start Material for this task
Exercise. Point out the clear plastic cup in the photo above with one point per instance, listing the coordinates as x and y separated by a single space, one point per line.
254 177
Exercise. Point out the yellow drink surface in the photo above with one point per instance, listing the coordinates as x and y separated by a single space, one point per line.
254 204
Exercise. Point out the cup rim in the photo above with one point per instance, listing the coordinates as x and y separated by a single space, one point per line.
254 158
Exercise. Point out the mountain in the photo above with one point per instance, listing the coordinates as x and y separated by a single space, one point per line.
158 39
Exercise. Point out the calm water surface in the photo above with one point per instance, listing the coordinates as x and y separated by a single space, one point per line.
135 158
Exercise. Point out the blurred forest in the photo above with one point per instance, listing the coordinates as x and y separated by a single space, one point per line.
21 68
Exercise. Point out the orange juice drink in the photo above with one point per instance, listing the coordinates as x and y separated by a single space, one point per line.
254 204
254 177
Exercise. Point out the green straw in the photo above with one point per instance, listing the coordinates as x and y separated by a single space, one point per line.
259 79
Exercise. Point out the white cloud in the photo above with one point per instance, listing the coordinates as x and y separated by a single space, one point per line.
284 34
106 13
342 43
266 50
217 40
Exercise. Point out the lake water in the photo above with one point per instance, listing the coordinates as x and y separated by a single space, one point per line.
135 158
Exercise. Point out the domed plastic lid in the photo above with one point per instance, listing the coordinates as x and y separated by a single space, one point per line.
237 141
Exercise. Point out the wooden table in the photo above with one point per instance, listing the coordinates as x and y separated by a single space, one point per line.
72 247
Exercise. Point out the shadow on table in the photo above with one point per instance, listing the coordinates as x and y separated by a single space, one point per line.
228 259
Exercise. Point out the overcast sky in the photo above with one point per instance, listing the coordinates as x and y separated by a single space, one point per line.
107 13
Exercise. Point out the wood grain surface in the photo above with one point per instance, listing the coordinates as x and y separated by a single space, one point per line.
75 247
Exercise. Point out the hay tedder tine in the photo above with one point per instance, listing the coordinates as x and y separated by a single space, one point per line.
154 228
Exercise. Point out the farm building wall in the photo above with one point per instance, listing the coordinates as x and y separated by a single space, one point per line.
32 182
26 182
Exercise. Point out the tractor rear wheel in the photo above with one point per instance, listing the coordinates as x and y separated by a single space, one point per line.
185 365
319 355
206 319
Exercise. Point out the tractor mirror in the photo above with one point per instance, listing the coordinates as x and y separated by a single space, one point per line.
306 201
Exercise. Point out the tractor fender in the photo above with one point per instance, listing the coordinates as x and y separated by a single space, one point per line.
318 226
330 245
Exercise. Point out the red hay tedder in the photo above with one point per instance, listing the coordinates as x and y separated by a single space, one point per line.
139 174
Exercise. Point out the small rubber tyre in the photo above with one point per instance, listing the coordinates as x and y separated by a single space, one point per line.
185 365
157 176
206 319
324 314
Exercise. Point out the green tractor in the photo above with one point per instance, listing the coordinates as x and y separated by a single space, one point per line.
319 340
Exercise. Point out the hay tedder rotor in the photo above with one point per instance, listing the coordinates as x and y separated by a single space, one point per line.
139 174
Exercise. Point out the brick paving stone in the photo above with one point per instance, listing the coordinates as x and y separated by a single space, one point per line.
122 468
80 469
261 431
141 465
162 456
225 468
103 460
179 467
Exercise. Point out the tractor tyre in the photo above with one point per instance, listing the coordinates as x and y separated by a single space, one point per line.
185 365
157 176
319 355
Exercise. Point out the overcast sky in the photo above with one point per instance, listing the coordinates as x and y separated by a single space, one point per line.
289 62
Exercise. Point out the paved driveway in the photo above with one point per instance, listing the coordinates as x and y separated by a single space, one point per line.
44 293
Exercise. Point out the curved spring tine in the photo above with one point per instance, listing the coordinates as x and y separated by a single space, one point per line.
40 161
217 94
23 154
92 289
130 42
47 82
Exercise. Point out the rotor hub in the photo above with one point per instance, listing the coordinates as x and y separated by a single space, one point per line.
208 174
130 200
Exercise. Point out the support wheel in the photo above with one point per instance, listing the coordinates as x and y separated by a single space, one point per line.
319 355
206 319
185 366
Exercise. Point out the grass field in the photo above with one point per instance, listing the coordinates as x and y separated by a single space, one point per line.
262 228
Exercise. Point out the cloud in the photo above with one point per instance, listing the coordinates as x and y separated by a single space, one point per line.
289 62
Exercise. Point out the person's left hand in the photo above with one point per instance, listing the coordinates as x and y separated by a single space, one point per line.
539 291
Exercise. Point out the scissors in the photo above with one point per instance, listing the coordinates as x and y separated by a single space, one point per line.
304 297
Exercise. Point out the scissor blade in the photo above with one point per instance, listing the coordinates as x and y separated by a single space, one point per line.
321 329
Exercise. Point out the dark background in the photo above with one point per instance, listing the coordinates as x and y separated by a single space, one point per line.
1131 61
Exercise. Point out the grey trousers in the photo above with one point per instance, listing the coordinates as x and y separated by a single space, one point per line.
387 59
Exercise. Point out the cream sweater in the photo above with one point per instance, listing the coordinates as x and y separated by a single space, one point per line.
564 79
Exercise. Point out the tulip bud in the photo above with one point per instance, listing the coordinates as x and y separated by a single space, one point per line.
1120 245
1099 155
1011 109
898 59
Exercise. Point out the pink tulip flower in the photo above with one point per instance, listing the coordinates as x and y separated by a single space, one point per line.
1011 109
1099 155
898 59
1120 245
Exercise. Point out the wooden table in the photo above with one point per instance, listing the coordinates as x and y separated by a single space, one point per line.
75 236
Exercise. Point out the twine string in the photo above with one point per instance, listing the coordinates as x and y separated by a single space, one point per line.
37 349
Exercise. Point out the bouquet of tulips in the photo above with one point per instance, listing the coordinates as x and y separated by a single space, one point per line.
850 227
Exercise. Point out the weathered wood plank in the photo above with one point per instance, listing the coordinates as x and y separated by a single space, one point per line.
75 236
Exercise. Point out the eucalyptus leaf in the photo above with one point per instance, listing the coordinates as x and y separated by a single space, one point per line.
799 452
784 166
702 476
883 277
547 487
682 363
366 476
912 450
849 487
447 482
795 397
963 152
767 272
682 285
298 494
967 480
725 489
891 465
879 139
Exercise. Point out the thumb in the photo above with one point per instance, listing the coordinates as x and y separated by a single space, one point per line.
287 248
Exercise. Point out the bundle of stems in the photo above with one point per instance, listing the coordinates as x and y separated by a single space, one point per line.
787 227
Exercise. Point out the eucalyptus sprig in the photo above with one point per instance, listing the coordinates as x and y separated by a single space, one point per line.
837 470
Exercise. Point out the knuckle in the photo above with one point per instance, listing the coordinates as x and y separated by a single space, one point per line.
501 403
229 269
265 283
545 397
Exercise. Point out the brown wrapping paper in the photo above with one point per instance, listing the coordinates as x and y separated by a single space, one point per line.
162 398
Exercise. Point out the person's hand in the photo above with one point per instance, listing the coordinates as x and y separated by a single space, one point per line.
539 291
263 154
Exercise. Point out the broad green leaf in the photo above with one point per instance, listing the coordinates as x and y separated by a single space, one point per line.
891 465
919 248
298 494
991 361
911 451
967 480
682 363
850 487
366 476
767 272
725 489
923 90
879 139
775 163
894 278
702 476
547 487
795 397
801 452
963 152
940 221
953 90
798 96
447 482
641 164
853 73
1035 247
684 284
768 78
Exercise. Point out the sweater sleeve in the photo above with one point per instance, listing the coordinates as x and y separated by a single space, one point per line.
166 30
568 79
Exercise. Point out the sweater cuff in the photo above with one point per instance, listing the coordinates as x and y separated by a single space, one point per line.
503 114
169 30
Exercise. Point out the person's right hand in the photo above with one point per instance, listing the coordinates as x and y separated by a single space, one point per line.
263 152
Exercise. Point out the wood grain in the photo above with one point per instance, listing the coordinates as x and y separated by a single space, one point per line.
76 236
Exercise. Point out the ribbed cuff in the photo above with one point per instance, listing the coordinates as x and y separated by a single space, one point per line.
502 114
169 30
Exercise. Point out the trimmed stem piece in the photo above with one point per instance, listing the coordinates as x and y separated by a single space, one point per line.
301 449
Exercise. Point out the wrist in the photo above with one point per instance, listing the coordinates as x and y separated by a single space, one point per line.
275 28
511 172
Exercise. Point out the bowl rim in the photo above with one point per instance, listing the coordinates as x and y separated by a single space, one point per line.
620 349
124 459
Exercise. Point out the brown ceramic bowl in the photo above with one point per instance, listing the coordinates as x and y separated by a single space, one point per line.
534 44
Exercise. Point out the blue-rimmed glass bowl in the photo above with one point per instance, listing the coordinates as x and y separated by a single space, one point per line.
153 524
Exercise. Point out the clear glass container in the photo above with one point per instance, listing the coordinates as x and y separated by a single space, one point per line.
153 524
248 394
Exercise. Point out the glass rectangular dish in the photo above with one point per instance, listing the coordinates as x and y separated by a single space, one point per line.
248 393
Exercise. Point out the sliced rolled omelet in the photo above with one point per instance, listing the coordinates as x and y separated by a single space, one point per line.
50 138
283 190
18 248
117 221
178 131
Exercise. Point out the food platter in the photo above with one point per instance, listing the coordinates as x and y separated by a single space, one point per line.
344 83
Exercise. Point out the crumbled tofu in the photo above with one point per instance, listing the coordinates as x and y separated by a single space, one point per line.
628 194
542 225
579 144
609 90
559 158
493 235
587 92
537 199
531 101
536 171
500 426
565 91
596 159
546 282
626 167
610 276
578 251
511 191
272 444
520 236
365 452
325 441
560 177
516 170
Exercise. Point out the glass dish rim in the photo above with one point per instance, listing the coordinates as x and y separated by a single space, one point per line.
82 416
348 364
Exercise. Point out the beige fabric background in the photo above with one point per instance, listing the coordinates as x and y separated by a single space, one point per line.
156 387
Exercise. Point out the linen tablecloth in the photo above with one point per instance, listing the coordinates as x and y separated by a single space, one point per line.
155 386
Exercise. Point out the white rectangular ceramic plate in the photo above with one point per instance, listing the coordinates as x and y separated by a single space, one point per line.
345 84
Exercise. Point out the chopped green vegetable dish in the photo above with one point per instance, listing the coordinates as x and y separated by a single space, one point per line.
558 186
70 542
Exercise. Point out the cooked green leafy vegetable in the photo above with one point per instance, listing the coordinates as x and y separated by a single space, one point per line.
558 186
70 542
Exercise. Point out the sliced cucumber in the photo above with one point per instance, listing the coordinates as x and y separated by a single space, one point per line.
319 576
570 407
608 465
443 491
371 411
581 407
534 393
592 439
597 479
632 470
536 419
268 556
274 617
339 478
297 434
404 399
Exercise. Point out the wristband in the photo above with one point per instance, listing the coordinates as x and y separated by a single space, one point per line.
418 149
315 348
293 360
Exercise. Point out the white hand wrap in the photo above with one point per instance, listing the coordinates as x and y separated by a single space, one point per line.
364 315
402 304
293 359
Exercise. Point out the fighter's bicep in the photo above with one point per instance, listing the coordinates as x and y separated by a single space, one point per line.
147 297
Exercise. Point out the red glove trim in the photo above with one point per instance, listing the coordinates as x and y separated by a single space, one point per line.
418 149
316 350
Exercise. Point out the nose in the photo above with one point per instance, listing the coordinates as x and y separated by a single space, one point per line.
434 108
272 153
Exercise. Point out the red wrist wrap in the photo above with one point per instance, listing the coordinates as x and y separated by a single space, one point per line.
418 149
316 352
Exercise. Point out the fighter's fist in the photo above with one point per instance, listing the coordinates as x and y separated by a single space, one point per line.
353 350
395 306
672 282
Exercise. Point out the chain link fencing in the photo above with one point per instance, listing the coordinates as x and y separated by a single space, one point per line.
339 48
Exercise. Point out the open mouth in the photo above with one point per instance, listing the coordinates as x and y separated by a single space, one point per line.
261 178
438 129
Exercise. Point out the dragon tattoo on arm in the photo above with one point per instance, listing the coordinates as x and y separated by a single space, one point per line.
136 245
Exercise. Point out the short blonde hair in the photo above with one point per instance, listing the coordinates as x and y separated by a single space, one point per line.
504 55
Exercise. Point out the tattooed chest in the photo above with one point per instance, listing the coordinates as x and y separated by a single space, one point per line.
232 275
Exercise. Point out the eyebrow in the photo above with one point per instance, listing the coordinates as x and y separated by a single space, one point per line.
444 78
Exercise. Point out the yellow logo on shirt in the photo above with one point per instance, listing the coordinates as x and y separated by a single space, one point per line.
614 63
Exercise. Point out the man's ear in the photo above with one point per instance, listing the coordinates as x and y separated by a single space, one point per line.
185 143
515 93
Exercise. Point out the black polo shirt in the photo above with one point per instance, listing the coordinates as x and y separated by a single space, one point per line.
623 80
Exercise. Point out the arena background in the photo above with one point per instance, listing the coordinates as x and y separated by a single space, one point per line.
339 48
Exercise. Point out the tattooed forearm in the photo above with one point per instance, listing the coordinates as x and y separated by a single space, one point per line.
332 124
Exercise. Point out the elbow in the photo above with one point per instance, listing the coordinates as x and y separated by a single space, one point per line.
end Material for this task
The lines to reproduce run from the line containing "Exercise. Point out the short" to the end of the listing; write them out exactly and add nothing.

### [Answer to the task]
Exercise. Point out the short blonde hair in the photo above with one point per instance, listing the coordinates as x and y separated by a single space, one point per line.
504 55
Exercise. Point out the tattooed chest in the photo above with one point per instance, listing the coordinates as x and y separated by a single space, one point per line.
232 275
Exercise. Point out the eyebrow in the photo above with one point per instance, listing the coordinates as x and y separated by a single space, one point per line.
444 78
Exercise. Point out the yellow logo on shirt in the photo above with one point per instance, listing the coordinates as x and y separated by a single space, one point per line.
614 63
Exercise. Point out the man's ear in the photo above with one point per instance, listing the coordinates as x and y separated by a single space, one point per line.
185 143
515 93
Exercise. Point out the black polo shirt in the photo above with one point per instance, listing the coordinates as x and y separated by a single space, one point per line.
623 80
Exercise. Point out the arena background in the photo above with one point per instance, listing the coordinates as x and y separated by a single space, one point per line.
339 48
Exercise. Point out the tattooed forearm in the photo above with one point per instance, listing the coordinates as x and y separated by a single space, one point per line.
332 124
Exercise. Point out the elbow in the photo above with one point per instance, listing the coordinates as x and y separated by a single space, one point per line.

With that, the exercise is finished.